━━━ RECORDS TO USE
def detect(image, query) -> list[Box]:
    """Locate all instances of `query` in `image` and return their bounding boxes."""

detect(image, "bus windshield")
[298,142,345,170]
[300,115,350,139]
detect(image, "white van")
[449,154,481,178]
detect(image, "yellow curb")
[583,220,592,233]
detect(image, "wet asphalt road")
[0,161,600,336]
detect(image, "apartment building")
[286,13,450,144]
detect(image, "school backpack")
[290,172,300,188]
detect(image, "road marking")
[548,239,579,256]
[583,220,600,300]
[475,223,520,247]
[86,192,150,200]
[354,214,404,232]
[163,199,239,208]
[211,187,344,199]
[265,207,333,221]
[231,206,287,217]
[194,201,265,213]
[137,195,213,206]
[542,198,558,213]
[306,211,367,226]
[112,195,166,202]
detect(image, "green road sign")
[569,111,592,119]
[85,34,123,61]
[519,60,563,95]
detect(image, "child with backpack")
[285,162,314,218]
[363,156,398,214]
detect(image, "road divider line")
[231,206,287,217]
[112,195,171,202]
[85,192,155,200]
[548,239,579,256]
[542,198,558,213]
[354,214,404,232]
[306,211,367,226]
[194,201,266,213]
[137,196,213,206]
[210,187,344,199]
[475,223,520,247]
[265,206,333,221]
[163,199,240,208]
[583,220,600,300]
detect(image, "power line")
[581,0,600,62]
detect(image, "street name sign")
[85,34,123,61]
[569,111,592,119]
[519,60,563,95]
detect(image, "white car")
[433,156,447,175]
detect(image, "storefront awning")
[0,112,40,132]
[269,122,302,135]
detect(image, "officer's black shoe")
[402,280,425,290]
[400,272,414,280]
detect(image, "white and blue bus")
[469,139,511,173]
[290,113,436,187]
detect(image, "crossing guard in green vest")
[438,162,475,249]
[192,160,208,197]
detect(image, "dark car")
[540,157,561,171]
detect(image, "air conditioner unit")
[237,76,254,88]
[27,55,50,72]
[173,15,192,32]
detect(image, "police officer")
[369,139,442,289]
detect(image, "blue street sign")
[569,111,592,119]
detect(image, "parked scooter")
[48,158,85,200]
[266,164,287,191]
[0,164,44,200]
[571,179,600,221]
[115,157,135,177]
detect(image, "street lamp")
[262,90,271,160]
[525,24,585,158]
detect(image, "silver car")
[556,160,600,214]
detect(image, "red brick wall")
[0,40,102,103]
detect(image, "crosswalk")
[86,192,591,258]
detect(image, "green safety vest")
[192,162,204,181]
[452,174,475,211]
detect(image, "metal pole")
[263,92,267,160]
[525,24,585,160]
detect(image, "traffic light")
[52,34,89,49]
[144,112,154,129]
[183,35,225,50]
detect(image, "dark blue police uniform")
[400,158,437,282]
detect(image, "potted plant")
━━━━━━
━━━ RECORDS TO USE
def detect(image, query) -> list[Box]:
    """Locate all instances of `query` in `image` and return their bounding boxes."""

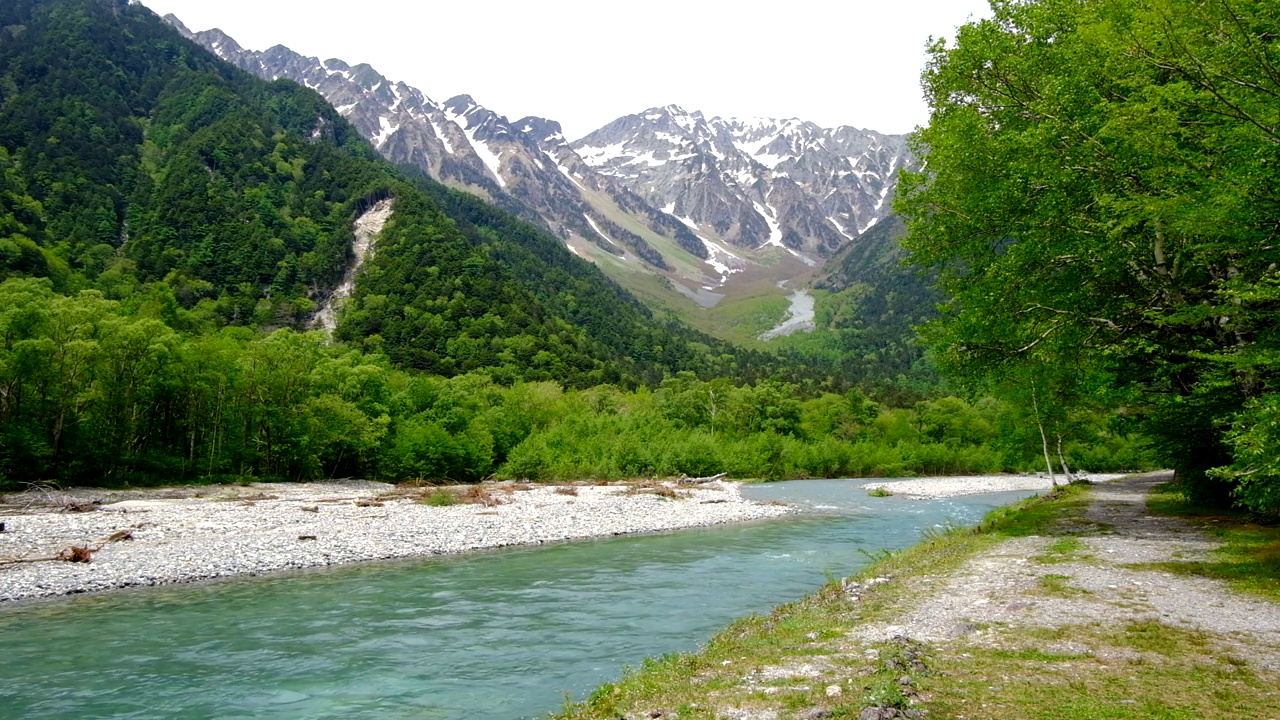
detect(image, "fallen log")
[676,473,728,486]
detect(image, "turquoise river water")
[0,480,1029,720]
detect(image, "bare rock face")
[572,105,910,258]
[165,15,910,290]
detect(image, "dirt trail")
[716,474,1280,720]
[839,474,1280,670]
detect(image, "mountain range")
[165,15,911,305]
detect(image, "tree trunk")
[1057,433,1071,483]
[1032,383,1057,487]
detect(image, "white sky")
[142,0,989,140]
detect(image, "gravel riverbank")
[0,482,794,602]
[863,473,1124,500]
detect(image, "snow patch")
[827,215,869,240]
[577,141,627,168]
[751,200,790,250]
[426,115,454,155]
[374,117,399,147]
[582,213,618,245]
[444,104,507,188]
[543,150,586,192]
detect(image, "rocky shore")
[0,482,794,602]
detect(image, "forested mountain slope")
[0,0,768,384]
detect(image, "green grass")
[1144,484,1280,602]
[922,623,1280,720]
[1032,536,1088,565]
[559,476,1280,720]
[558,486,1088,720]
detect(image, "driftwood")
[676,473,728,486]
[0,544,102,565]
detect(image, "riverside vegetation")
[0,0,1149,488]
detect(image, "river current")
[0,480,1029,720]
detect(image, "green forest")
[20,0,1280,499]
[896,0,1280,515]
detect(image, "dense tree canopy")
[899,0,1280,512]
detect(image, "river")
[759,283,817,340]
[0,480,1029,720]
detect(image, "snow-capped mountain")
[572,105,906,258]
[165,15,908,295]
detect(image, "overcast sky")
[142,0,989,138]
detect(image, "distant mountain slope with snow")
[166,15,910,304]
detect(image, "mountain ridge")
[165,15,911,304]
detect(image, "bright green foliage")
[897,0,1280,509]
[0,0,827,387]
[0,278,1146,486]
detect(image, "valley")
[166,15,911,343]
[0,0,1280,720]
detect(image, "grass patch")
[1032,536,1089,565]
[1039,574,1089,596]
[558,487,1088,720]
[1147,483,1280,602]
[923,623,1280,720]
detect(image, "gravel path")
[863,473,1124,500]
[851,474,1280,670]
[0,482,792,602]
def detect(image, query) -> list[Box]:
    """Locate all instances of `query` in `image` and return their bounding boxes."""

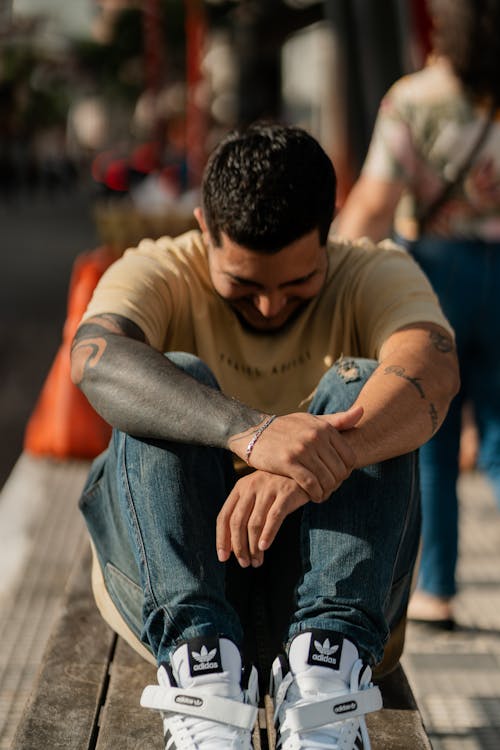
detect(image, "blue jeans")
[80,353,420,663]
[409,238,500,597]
━━━━━━
■ TASK REQUIREMENTS ■
List every line in the rows above that contains the word "snow", treating uppercase and lowercase letters as different.

■ RESULT ■
detect(image, "snow patch")
detect(image, "snow-capped mountain")
detect(image, "distant mountain slope with snow")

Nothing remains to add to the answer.